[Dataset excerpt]
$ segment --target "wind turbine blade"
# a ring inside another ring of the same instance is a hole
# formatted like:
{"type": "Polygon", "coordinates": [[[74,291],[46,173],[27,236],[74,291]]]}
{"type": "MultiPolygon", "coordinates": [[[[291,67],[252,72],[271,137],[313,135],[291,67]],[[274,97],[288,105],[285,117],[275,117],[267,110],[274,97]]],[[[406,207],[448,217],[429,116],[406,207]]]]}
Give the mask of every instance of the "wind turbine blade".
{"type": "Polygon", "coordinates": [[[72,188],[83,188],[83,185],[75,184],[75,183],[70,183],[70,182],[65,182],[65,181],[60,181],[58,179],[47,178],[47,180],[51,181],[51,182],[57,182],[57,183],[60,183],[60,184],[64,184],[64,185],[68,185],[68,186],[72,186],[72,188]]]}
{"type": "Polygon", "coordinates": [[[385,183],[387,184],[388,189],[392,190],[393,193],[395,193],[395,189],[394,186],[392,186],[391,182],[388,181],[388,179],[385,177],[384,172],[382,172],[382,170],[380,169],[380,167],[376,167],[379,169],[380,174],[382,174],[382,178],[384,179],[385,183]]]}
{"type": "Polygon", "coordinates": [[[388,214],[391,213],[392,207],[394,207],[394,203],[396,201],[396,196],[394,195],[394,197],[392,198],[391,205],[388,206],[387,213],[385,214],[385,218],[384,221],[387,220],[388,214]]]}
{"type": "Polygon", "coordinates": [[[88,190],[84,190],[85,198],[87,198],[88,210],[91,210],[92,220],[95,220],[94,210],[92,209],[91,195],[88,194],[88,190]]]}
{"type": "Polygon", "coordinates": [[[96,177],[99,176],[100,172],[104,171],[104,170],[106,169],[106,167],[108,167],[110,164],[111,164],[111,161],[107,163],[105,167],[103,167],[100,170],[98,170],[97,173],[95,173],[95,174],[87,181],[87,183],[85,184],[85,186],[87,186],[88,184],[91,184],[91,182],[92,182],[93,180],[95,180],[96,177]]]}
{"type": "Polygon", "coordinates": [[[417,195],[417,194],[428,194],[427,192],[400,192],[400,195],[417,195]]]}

● **GOAL**: Please copy out every line of the items above that contains the string "blade", treating uppercase and lowercase letters as different.

● **RESULT**:
$ segment --target "wind turbine blade"
Give the mask of every instance of the "wind turbine blade".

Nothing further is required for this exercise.